──────── Excerpted data

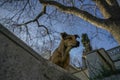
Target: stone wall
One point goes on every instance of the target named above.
(20, 62)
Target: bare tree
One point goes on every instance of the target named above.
(35, 10)
(109, 8)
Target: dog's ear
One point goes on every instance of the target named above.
(77, 36)
(63, 35)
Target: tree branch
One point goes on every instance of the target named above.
(36, 18)
(112, 3)
(75, 11)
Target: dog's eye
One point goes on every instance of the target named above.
(69, 38)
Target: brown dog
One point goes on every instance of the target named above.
(61, 55)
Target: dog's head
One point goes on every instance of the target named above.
(70, 40)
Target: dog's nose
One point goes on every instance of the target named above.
(78, 43)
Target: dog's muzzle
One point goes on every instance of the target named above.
(77, 44)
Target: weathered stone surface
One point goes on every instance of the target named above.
(20, 62)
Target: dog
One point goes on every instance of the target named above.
(61, 56)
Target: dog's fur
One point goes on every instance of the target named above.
(61, 55)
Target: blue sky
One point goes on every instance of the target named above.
(72, 25)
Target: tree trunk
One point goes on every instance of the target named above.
(109, 8)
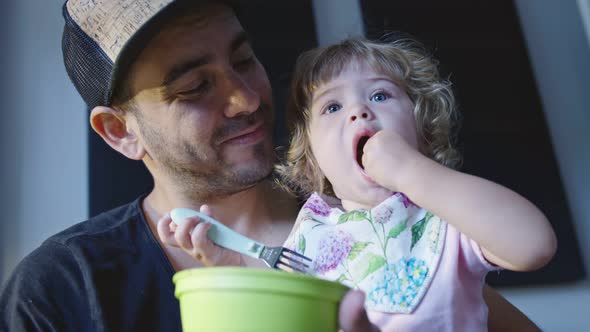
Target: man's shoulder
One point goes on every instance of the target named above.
(116, 224)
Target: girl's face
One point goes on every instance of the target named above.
(344, 113)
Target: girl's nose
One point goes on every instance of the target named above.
(362, 115)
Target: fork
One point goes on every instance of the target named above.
(275, 257)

────────────────

Task directions ▸ Please rewrite all the records above, changing "every instance" to "each instance" everywhere and keeping everything else the same. Leave the pictures out.

Exercise answer ▸
Target: stone wall
One point goes on each instance of the target named above.
(20, 62)
Target: bare tree
One point goes on each instance of the target named above.
(35, 10)
(109, 8)
Target: dog's ear
One point goes on each instance of the target named above.
(77, 36)
(63, 35)
Target: tree branch
One point goes on each instance of the target named above.
(36, 18)
(112, 3)
(75, 11)
Target: dog's eye
One point goes on each instance of the target named above.
(69, 38)
Target: brown dog
One point goes on each instance of the target named above.
(61, 55)
Target: dog's head
One point goes on each instance of the target named above.
(70, 40)
Target: dog's nose
One point goes on each instance of the target named above.
(78, 43)
Target: dog's muzzle
One point goes on each instance of the target named above.
(77, 44)
Target: weathered stone surface
One point goes on each instance of the target named above.
(20, 62)
Target: dog
One point goes on each instance of the target named above.
(61, 56)
Target: dog's fur
One point goes on each instance of the target named above.
(61, 55)
Target: blue sky
One point goes on each instance of the target named above.
(72, 25)
Target: tree trunk
One point goes on each instance of the target named above.
(109, 8)
Target: man's shoulder
One point goes on each instance of the target named above.
(116, 224)
Target: girl's face
One point goes on each instance of the target named above.
(344, 113)
Target: girl's nose
One point goes on each instance of the target named above.
(362, 115)
Target: fork
One point goes on each instance of the target named above.
(275, 257)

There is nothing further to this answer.